Work to complete: Every line with "below" in it should be copied from the data.

——————

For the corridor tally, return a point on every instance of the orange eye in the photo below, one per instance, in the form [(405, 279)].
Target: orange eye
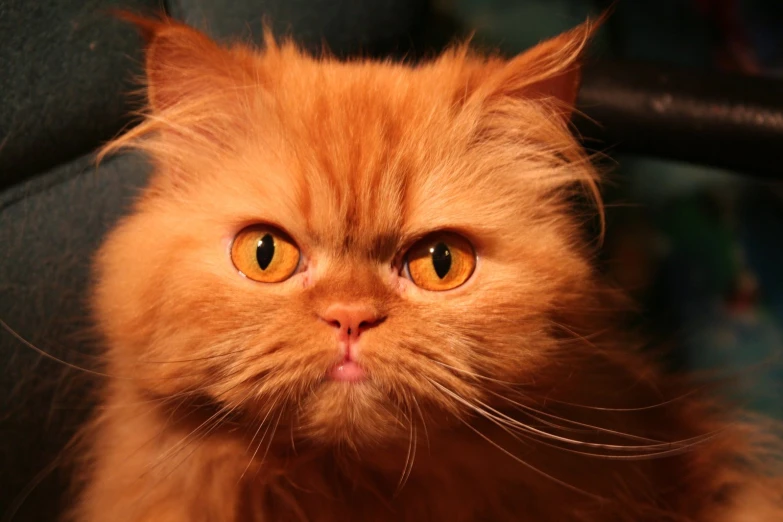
[(441, 261), (264, 254)]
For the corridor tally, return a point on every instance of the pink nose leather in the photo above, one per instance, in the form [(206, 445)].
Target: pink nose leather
[(351, 320)]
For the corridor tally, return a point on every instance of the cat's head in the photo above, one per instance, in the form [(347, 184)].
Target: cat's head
[(348, 243)]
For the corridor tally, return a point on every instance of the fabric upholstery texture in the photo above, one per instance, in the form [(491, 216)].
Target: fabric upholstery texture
[(66, 70)]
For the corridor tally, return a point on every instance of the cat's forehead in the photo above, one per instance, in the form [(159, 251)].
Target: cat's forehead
[(370, 155)]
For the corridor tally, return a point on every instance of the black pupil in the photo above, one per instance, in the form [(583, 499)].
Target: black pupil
[(265, 251), (441, 259)]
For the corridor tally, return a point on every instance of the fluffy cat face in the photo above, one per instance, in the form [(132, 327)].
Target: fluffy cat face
[(345, 167)]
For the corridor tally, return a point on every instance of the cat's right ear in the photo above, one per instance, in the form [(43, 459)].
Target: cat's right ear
[(181, 63)]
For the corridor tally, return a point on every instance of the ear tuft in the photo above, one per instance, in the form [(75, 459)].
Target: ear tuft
[(550, 70), (180, 61)]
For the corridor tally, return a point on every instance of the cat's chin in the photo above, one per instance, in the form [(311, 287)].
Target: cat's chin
[(356, 413)]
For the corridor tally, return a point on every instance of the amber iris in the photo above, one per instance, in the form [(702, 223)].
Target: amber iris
[(441, 261), (265, 254)]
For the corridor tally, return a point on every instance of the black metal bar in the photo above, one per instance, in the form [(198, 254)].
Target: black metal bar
[(726, 121)]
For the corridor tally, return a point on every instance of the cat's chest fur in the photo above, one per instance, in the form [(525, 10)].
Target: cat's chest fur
[(464, 479)]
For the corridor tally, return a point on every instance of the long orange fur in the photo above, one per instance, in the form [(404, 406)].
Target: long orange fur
[(514, 397)]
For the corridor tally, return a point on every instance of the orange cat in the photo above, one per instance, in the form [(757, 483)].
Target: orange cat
[(358, 292)]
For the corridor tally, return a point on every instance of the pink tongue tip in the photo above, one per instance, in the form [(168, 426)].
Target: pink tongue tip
[(347, 371)]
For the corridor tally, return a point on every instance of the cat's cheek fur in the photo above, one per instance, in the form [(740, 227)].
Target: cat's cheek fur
[(480, 403)]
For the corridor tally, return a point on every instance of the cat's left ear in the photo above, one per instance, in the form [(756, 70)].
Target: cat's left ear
[(551, 70)]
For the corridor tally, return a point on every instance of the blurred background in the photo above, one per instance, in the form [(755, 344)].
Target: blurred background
[(699, 246), (683, 101)]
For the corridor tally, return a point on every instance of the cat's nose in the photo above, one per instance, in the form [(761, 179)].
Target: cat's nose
[(351, 320)]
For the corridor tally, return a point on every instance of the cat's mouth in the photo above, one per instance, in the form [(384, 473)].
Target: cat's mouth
[(347, 371), (347, 368)]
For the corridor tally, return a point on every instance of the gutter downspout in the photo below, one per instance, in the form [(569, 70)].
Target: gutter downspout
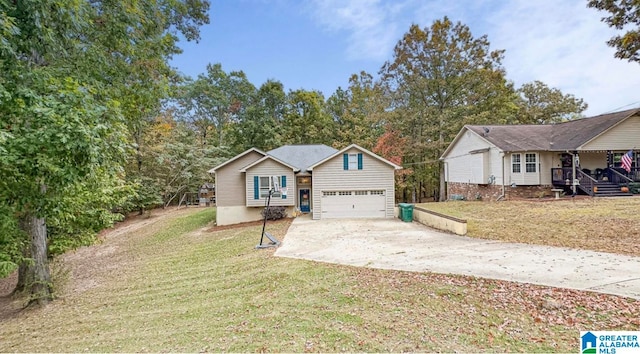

——————

Reply to the task:
For the corridor tally, return a point on every instance of the orange eye in the photo below, one per instance, in the form [(405, 279)].
For the corridor tally, return a point on every instance of the gutter downspout in the photo below, one per instance, in the form [(569, 70)].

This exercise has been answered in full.